| Problem description |
Which of the lines below include "outlines"? Each one should be copied out.

Records from a data source

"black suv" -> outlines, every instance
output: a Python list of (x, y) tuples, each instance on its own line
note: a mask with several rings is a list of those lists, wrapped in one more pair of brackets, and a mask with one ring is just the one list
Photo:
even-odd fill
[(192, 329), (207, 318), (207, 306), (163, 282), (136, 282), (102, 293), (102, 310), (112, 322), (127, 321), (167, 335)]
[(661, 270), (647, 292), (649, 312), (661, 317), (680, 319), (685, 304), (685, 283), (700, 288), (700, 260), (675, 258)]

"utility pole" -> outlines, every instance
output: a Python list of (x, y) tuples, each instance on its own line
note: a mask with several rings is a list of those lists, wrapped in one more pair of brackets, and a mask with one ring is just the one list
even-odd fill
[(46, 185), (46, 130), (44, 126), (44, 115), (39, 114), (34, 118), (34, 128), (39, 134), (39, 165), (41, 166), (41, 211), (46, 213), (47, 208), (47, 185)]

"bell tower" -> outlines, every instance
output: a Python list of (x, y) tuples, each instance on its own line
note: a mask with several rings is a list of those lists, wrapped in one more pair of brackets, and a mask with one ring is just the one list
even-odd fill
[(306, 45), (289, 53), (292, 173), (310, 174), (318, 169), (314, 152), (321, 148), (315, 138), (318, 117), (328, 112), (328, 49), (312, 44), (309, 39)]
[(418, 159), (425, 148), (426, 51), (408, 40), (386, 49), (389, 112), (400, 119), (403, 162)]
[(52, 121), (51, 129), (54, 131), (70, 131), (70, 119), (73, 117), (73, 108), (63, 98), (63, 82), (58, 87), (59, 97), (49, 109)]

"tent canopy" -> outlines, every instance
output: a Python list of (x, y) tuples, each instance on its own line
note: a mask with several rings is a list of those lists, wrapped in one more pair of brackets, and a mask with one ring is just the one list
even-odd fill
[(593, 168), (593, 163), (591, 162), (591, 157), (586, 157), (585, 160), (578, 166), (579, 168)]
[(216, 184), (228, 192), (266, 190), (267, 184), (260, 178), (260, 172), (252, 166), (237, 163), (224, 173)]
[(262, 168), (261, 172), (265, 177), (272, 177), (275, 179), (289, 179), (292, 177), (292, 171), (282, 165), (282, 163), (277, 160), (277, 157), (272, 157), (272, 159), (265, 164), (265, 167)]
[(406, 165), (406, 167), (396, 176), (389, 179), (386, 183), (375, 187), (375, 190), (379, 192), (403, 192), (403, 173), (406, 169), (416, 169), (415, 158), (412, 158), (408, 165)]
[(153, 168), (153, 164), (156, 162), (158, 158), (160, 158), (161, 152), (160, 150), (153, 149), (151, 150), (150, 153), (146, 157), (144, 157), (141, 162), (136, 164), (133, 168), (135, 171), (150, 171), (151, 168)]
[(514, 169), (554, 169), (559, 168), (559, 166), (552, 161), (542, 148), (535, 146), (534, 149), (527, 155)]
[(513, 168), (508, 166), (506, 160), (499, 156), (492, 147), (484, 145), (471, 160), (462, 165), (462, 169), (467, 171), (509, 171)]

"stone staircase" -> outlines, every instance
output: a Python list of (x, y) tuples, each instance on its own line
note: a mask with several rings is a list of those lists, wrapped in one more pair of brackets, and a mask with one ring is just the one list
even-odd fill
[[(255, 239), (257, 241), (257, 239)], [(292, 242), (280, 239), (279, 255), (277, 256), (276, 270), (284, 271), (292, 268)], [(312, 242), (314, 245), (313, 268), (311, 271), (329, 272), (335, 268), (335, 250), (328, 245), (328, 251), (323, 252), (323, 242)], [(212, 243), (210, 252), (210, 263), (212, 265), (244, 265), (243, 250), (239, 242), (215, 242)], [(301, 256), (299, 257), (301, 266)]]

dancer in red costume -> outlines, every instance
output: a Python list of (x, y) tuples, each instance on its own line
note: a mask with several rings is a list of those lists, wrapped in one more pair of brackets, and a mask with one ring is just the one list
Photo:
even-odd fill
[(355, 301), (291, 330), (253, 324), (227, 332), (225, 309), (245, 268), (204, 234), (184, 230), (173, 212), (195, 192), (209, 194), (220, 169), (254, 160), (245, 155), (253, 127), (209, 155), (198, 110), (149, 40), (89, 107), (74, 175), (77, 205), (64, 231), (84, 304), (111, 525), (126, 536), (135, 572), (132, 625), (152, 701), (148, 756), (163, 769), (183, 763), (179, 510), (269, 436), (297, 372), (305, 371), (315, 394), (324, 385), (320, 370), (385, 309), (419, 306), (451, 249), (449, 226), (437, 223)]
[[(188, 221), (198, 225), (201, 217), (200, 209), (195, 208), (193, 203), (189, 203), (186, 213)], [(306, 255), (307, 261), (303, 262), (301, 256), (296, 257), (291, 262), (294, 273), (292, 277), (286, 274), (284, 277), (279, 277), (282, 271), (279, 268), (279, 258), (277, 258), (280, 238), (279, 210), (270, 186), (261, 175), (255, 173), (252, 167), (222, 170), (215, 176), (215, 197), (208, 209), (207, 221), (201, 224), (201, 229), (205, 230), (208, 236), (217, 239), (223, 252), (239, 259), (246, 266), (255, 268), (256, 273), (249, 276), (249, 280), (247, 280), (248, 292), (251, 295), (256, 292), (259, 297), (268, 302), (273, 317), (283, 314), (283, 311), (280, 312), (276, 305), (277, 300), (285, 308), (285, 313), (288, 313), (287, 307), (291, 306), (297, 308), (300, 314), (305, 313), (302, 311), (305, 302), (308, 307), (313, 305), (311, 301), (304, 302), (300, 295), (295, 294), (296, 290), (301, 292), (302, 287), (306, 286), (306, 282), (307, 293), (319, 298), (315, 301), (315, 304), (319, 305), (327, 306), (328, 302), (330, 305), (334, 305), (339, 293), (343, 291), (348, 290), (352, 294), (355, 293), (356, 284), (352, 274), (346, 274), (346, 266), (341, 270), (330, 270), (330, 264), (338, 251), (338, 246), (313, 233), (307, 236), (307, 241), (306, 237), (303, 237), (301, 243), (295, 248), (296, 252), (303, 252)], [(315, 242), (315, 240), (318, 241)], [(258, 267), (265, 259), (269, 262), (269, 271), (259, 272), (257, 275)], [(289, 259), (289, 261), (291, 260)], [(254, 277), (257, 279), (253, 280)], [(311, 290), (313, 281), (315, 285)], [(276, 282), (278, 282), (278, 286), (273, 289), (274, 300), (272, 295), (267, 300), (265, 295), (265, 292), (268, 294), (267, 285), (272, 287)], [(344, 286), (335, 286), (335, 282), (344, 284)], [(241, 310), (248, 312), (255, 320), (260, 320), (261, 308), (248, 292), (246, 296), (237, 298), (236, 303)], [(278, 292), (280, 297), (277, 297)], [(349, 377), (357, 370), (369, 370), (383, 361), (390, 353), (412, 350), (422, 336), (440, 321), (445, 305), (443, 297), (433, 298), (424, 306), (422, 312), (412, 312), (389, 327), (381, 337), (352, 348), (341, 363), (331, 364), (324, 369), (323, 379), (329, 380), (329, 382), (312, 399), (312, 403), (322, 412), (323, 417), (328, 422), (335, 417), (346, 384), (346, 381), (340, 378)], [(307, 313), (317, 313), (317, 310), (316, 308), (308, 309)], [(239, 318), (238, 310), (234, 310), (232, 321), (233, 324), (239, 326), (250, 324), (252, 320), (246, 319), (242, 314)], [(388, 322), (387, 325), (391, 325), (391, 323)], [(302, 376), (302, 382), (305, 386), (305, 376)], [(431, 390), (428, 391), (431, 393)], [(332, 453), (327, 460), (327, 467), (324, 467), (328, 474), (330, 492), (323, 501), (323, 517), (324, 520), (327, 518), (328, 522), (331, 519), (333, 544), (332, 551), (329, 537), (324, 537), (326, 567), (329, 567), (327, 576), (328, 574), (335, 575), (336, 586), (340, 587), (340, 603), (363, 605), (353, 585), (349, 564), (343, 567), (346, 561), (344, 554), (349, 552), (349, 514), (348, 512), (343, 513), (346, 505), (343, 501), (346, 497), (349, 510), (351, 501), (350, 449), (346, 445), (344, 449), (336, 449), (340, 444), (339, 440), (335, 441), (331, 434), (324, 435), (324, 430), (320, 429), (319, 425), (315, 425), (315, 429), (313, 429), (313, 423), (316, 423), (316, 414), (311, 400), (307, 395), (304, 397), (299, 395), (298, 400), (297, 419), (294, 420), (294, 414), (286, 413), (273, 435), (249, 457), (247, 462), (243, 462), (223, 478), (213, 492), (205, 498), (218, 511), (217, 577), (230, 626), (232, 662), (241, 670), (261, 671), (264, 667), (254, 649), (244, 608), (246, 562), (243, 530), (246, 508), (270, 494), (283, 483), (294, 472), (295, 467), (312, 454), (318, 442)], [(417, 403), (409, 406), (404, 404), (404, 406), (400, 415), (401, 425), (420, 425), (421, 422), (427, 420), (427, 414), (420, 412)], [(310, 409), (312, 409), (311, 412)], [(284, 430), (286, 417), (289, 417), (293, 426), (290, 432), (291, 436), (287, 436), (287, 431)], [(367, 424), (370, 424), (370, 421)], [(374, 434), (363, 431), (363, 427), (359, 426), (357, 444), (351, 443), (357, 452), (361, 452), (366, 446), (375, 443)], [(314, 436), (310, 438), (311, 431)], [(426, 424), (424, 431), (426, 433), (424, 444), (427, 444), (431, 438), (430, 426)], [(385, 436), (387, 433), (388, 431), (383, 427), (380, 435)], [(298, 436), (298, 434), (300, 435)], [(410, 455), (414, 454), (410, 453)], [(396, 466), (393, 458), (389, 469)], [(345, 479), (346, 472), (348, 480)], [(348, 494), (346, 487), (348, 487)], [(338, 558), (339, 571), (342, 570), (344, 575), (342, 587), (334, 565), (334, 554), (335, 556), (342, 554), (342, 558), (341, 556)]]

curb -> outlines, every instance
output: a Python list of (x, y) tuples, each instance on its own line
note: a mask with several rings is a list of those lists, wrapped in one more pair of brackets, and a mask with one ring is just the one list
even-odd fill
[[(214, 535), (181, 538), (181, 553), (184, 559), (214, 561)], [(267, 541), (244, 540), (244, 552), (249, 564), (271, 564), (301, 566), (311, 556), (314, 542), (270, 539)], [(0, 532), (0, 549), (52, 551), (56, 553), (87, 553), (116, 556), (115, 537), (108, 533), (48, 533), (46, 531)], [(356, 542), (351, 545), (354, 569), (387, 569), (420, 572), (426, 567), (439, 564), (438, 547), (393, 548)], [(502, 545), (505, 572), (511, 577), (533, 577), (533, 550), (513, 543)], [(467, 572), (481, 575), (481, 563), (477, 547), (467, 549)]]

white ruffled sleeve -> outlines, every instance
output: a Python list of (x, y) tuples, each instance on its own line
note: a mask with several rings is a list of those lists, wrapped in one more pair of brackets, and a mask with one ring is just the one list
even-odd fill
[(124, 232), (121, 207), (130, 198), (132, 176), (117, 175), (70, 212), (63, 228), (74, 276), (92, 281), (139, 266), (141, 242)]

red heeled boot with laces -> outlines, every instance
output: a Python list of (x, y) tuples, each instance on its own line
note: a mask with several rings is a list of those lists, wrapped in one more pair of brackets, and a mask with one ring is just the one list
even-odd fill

| Written solution |
"black suv" -> outlines, every instance
"utility pole" -> outlines, every instance
"bell tower" -> outlines, every instance
"tent canopy" -> outlines, every instance
"stone staircase" -> outlines, every instance
dancer in red costume -> outlines, every instance
curb -> outlines, every instance
white ruffled sleeve -> outlines, every instance
red heeled boot with laces -> outlines, every instance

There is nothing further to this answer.